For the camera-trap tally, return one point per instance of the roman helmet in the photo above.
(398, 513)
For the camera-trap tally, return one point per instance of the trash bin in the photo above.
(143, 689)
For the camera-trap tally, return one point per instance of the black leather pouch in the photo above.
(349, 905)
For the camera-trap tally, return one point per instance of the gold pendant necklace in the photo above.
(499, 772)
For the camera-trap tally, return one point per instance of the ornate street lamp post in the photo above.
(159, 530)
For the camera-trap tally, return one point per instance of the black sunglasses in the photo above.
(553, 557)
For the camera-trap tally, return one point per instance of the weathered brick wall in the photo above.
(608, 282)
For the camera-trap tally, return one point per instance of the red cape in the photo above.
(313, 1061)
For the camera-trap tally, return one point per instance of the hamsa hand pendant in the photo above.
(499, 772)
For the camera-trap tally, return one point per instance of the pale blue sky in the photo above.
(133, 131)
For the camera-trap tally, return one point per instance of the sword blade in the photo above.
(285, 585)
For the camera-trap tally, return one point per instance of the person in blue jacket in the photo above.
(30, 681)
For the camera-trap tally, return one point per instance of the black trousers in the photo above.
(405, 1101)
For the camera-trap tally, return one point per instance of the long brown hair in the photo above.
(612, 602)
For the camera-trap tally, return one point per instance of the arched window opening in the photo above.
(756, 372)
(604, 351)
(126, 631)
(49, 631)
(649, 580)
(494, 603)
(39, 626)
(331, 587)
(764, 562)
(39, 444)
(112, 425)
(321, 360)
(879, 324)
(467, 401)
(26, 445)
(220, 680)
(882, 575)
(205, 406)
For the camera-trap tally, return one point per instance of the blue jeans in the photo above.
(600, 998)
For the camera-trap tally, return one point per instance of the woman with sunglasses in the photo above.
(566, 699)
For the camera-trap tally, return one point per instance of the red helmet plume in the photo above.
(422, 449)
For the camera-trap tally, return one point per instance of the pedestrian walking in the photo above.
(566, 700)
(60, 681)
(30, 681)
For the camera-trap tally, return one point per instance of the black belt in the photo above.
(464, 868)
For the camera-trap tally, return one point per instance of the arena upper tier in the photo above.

WHAT YOU ARE ASKED TO DO:
Rewrite all the lines above as a numbered list, omitting any blank lines.

EXERCISE ANSWER:
1. For the camera-trap tally, return one point per instance of the roman helmet in the photo above.
2. (398, 513)
3. For the camera-trap tally, return one point per instance of the trash bin in the photo above.
4. (143, 689)
5. For the camera-trap tally, return one point per instance of the black leather pouch in the photo above.
6. (349, 905)
7. For the camera-trap tally, return one point per instance of the gold pendant necklace in the photo above.
8. (499, 772)
9. For the camera-trap tally, return one point per instance of the ornate street lamp post in the photo above.
10. (159, 530)
11. For the camera-trap tally, return one point per instance of the black sunglasses in the photo above.
12. (553, 557)
13. For the camera-trap tally, return one point per instance of the weathered brick wall in the photo above.
14. (608, 282)
15. For the camera-trap tally, return one point per instance of the red cape in the photo above.
16. (313, 1061)
17. For the camera-trap tally, return one point per instance of the hamsa hand pendant in the photo above.
18. (499, 772)
19. For the camera-trap tally, return one point per instance of the pale blue sky in the photo above.
20. (133, 131)
21. For the camera-trap tally, return one point per instance of the sword blade in the photo above.
22. (285, 585)
23. For the camera-trap tally, return one point per instance of the person in blue jacket in the photo above.
24. (30, 681)
25. For the camera-trap tally, return one point per instance of the black trousers in the photo above.
26. (405, 1101)
27. For the camera-trap tally, return one point per instance of the long brown hair in the photo above.
28. (612, 602)
29. For the camera-trap tally, return one point per instance of the arched window opening in the photo above.
30. (756, 372)
31. (604, 351)
32. (126, 631)
33. (49, 631)
34. (649, 580)
35. (494, 603)
36. (39, 626)
37. (331, 587)
38. (764, 562)
39. (39, 444)
40. (112, 425)
41. (321, 360)
42. (879, 324)
43. (467, 401)
44. (26, 445)
45. (220, 680)
46. (882, 575)
47. (205, 406)
48. For the camera-trap tally, return one point per instance of the blue jeans in the photo above.
49. (600, 998)
50. For the camera-trap tally, return one point per instance of the woman with sunglasses in the photo above.
51. (566, 699)
52. For the camera-trap tally, return one point per instance of the red helmet plume in the photo above.
53. (422, 449)
54. For the camera-trap tally, return one point per instance of the pedestrian walking in the photo above.
55. (566, 700)
56. (60, 681)
57. (30, 681)
58. For the camera-trap tally, return one point per instance of the black belt in the photo above.
59. (464, 868)
60. For the camera-trap tally, return one point per instance of the arena upper tier in the photo above.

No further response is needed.